* **DIRECTIONS**:
Give the data a second time, exactly and in full.

* **WORKING DATA**:
******************************

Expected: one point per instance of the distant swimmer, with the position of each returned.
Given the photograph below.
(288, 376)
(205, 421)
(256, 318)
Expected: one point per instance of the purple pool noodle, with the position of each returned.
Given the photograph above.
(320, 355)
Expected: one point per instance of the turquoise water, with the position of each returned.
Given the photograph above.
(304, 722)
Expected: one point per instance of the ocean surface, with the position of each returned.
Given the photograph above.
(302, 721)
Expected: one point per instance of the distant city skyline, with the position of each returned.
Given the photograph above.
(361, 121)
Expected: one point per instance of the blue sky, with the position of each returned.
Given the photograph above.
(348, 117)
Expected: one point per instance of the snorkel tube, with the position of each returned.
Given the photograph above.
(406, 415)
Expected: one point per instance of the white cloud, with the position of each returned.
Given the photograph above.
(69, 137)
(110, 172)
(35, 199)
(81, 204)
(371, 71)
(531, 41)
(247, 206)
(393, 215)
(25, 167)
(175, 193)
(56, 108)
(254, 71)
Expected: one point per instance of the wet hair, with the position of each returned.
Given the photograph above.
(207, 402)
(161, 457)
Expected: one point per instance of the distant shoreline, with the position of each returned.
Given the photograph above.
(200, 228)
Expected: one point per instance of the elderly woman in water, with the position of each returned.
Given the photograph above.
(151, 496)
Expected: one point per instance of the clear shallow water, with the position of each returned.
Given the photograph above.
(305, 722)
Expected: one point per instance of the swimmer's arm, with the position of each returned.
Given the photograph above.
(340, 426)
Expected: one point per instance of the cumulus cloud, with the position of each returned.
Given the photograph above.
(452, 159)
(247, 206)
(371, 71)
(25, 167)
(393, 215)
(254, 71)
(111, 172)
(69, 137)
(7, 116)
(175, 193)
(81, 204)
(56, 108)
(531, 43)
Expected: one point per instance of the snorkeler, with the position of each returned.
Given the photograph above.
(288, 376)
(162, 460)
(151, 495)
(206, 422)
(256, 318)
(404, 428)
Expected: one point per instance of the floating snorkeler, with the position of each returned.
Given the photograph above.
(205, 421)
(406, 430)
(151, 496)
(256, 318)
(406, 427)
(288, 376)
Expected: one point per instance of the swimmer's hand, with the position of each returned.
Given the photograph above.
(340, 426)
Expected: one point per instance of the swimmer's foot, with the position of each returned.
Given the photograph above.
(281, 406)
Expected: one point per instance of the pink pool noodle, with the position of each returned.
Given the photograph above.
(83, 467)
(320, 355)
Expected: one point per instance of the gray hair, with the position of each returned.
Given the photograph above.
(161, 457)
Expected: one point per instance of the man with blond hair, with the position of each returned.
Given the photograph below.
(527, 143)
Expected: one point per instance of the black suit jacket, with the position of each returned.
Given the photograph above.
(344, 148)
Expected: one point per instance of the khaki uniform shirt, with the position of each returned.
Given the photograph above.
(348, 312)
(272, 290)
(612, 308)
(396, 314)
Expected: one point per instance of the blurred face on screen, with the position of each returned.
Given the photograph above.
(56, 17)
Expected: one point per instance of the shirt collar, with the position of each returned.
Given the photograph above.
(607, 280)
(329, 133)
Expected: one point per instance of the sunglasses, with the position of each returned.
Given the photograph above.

******************************

* **COMPLETE RESPONSE**:
Expected: one point per instance of the distant swimmer, with the position of each returned.
Given the photograph below.
(288, 376)
(205, 421)
(256, 318)
Expected: one point per instance of the purple pool noodle, with the position of each returned.
Given the photograph above.
(320, 355)
Expected: one point per instance of the turquoise water, with the position of each returned.
Given the photograph above.
(304, 722)
Expected: one point per instance of the ocean surface, with the position of each returned.
Given the photograph above.
(302, 721)
Expected: one point per instance of the distant city skyline, with the position of each returned.
Given the photograph above.
(361, 121)
Expected: one point per instance of the blue sky, with the position of each returned.
Given the photograph above.
(348, 117)
Expected: one point per instance of the snorkel tube, with the position of each returned.
Given the photograph above.
(406, 415)
Expected: one point per instance of the white cloud, with the position of each returned.
Given the photograph above.
(69, 137)
(110, 172)
(35, 199)
(81, 204)
(371, 71)
(531, 41)
(247, 206)
(393, 215)
(25, 167)
(175, 193)
(56, 108)
(254, 71)
Expected: one point per instance of the wet hair, with the position of each returned.
Given the photograph above.
(207, 402)
(161, 457)
Expected: one point per instance of the distant shoreline, with the position of each returned.
Given the photograph above.
(200, 228)
Expected: one point per instance of the elderly woman in water, with the position of each returned.
Given the photograph above.
(151, 496)
Expected: one point per instance of the clear shallow water, with the position of each returned.
Given the photograph above.
(305, 722)
Expected: one point per instance of the swimmer's arm, with the position of each returned.
Given the photograph above.
(340, 426)
Expected: one point per instance of the cumulus cloud, with the position of each returned.
Given the photograph above.
(452, 159)
(247, 206)
(371, 71)
(25, 167)
(393, 215)
(254, 71)
(111, 172)
(69, 137)
(7, 116)
(175, 193)
(81, 204)
(56, 108)
(531, 43)
Expected: one point per instance of the snorkeler, with the position of each returned.
Given the photograph above.
(288, 376)
(162, 460)
(151, 495)
(206, 422)
(256, 318)
(404, 428)
Expected: one point per instance of the floating snorkeler, with the position of each returned.
Given the photograph above.
(205, 421)
(406, 430)
(151, 496)
(256, 318)
(406, 427)
(288, 376)
Expected: one point per instance of the swimmer's hand, with the position of each returned.
Given the photograph above.
(340, 426)
Expected: one point per instance of the swimmer's foot, with the position of each returned.
Given the photograph above.
(281, 406)
Expected: one point per instance of the pink pool noodle, with the position of each returned.
Given the photograph above.
(83, 467)
(320, 355)
Expected: one point per instance of the gray hair, with the position of each returned.
Given the photograph above.
(161, 457)
Expected: one point per instance of the man with blond hair, with the position of each returned.
Given the photograph below.
(527, 143)
Expected: one point per instance of the black suit jacket, with the position of each returned.
Given the photograph above.
(344, 148)
Expected: one point per instance of the khaki uniform shirt, with the position of each returned.
Given the photograph above.
(348, 312)
(272, 290)
(612, 308)
(396, 314)
Expected: one point per instance of the blurred face on screen, with the position of each returned.
Given the photograph above.
(56, 17)
Expected: one point per instance of the shirt collar, with the position of each returned.
Given the photograph above.
(607, 280)
(329, 133)
Expected: one point per instance of the sunglasses, with the position of each returned.
Given the photograph above.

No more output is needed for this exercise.